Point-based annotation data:
## BEGIN
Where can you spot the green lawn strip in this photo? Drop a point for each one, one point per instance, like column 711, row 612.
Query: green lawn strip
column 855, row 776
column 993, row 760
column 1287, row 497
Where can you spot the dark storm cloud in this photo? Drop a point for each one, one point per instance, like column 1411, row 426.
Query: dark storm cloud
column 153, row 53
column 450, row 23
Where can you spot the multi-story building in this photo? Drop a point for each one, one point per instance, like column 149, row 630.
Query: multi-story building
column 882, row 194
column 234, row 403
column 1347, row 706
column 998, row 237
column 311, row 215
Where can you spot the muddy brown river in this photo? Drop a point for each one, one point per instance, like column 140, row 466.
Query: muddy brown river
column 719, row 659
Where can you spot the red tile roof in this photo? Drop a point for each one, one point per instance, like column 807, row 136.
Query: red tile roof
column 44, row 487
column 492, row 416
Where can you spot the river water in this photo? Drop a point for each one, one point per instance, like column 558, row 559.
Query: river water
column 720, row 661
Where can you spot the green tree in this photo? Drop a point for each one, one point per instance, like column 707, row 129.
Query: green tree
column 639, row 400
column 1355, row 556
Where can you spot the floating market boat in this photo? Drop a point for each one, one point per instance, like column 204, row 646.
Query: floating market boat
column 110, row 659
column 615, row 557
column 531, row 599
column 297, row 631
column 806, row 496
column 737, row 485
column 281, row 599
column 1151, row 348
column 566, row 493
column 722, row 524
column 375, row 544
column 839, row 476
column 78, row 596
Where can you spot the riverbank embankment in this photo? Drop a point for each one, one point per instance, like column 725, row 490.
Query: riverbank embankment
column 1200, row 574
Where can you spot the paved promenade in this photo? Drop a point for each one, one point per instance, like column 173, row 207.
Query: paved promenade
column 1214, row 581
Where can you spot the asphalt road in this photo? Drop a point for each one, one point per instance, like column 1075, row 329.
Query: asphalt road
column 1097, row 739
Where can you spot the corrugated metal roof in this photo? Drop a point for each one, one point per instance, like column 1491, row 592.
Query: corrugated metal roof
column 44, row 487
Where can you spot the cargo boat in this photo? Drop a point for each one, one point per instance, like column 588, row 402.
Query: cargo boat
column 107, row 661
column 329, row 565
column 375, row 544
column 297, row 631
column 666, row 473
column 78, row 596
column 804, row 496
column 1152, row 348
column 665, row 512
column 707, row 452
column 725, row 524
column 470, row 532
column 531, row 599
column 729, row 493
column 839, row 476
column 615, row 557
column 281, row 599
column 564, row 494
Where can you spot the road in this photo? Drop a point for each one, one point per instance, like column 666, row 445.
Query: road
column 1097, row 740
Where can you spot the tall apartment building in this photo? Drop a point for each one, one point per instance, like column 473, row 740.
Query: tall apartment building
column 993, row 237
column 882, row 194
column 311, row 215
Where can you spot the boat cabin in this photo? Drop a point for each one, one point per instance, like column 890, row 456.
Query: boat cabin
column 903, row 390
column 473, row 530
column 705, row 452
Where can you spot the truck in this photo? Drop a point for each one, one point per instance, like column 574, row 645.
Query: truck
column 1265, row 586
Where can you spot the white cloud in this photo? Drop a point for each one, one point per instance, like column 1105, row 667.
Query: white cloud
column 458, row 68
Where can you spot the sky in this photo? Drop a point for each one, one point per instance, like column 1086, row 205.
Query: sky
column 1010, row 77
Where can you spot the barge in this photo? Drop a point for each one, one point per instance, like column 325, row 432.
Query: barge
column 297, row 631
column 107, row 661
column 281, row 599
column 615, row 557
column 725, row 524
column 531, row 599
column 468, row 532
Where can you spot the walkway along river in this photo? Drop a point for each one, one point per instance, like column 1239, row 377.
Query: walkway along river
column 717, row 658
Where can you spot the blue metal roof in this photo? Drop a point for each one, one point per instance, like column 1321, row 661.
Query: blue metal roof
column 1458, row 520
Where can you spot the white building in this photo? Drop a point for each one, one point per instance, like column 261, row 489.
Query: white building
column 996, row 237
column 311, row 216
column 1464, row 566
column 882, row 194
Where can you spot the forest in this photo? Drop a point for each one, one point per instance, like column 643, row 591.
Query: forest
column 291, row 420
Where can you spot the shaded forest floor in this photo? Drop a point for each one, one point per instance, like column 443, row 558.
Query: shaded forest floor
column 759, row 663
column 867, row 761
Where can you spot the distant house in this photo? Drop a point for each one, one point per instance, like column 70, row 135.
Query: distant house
## END
Directions: Copy out the rows starting at the line containing "Where can you spot the boat" and ending at the line containing "column 717, row 658", changing every "barge" to "river barge" and keeping everything else the same.

Answer for this exercise:
Where can you spot the boat cabin in this photo? Drop a point for each one, one point per instance, like column 890, row 456.
Query: boat cabin
column 903, row 390
column 473, row 530
column 705, row 452
Where can you spot the truck in this photo? Drop a point for each one, one point per instance, like column 574, row 645.
Query: truck
column 1265, row 586
Where can you spot the white cloud in this photo? Drop a point for each one, one point per instance, like column 1105, row 667.
Query: white cloud
column 458, row 68
Where can you spot the sky in this photo? Drop a point for each one, one point per instance, like column 1086, row 205.
Query: sky
column 1010, row 77
Where can you spot the river barge in this photo? Drop a point for each one, one point per instance, like column 325, row 432.
Query: river barge
column 297, row 631
column 107, row 661
column 281, row 599
column 615, row 557
column 725, row 524
column 531, row 599
column 468, row 532
Where can you spot the walkway along river in this photo? Drop a point for each one, one point per instance, like column 1239, row 377.
Query: walkway along river
column 717, row 658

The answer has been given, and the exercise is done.